**Parts of the exercise**
1. Say whether each statement agrees with the Ojai festival letter below: (a) the 2020 festival was scheduled for June 11 to 14, 2020; (b) Chad Smith was the 2020 Music Director; (c) the institution could bear the projected financial burden. Answer yes or no for each, quoting the deciding words.
2. Extend the Ojai festival letter below, picking up after its final sentence.

BARBARA HANNIGAN and EQUILIBRIUM YOUNG ARTISTS
2019 Music Director Barbara Hannigan and her Equilibrium Young Artists present musical offerings on their new YouTube channel, EQ4U.
A Message on the Cancellation of the 2020 Festival
Dear Friends,
I hope you are staying well during this challenging time. This letter is an extremely difficult one to share, but I am writing to let you know that we have made the heartbreaking decision to cancel the 74th Ojai Music Festival, June 11 to 14, 2020, brilliantly imagined by Music Director Matthias Pintscher in collaboration with 2020 Artistic Director Chad Smith.
On behalf of my Board colleagues, CEO Jamie Bennett, and the artistic and administrative teams, we are deeply saddened that during this unprecedented uncertainty, this decision is not just a necessary and right step, it is the only step. As we were monitoring the COVID-19 crisis over these last several weeks, we considered the unpredictability of travel as well as the safety and comfort of our artists and patrons. It has also become clear that the institution cannot shoulder the projected financial burden due to the forecasted drop in Festival revenue and increase in Festival expenses. This unfortunate immediate cancellation is necessitated by our ultimate goal to ensure that the Ojai Music Festival continues to inspire audiences and artists for generations to come.

**Supplied entries**
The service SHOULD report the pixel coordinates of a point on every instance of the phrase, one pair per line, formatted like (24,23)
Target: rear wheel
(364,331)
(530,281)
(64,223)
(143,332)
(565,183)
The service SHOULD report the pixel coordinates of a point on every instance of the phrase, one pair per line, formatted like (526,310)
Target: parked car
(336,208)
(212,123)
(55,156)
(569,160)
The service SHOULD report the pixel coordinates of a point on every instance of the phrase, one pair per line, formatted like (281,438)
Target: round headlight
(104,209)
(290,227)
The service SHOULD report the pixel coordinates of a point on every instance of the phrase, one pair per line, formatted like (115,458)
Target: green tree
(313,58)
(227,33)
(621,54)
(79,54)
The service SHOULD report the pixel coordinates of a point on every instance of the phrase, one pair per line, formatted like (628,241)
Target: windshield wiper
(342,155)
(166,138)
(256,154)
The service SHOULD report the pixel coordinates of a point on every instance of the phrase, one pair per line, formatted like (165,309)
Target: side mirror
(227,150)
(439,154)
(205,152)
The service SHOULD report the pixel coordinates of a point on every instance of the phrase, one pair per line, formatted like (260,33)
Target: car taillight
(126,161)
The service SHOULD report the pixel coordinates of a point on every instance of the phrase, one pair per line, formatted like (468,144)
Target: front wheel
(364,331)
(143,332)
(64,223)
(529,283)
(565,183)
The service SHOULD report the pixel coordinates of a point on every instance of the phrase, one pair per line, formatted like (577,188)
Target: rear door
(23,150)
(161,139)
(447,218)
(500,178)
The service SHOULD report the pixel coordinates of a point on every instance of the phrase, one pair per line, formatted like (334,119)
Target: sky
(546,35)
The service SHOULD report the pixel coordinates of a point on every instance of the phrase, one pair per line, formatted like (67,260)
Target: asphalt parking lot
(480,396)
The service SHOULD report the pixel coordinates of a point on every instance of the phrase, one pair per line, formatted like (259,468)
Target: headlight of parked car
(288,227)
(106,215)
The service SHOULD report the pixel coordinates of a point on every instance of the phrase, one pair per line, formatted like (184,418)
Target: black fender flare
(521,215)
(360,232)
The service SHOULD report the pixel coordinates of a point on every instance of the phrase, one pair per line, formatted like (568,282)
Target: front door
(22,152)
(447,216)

**Task-by-task outputs**
1.
(a) Yes: "the 74th Ojai Music Festival, June 11 to 14, 2020"
(b) No: "Music Director Matthias Pintscher in collaboration with 2020 Artistic Director Chad Smith"
(c) No: "the institution cannot shoulder the projected financial burden"

2.
Chad Smith shared his thoughts with us, “I’m gutted that this extraordinary festival will go silent this June for the first time in its history. Matthias’ vision for his Festival embodied Ojai’s commitment to adventurous music making and to introducing virtuosic artists to our community. On behalf of all of us, we share a common feeling of profound disappointment about this necessary cancellation. Ojai’s next Artistic Director, my friend Ara Guzelimian is already hard at work with 2021 Music Director John Adams. Difficult as this is now, I know the Festival will emerge from this challenging moment, and I am eager to see you all in Ojai in June 2021 when we will celebrate 75 years of the world’s most adventurous music-making in this uniquely idyllic place.”
We have communicated our decision to our collaborators, including artists and the production team. We will ensure that the many volunteers whose contributions are incalculable – from ushers to those who provide housing – are contacted directly in the coming days. Our administrative team will reach out to Ojai business partners who are a critical part of the fabric of our Festival experience each year.
To date and to reduce the spread of COVID-19 (Coronavirus), the Ojai Music Festival postponed a scheduled March 22 event in Los Angeles. We also suspended our BRAVO education residencies in the schools due to the Ojai Unified School District closures. Following the shelter in place order as per Governor Newsom’s office, staff is now working from home.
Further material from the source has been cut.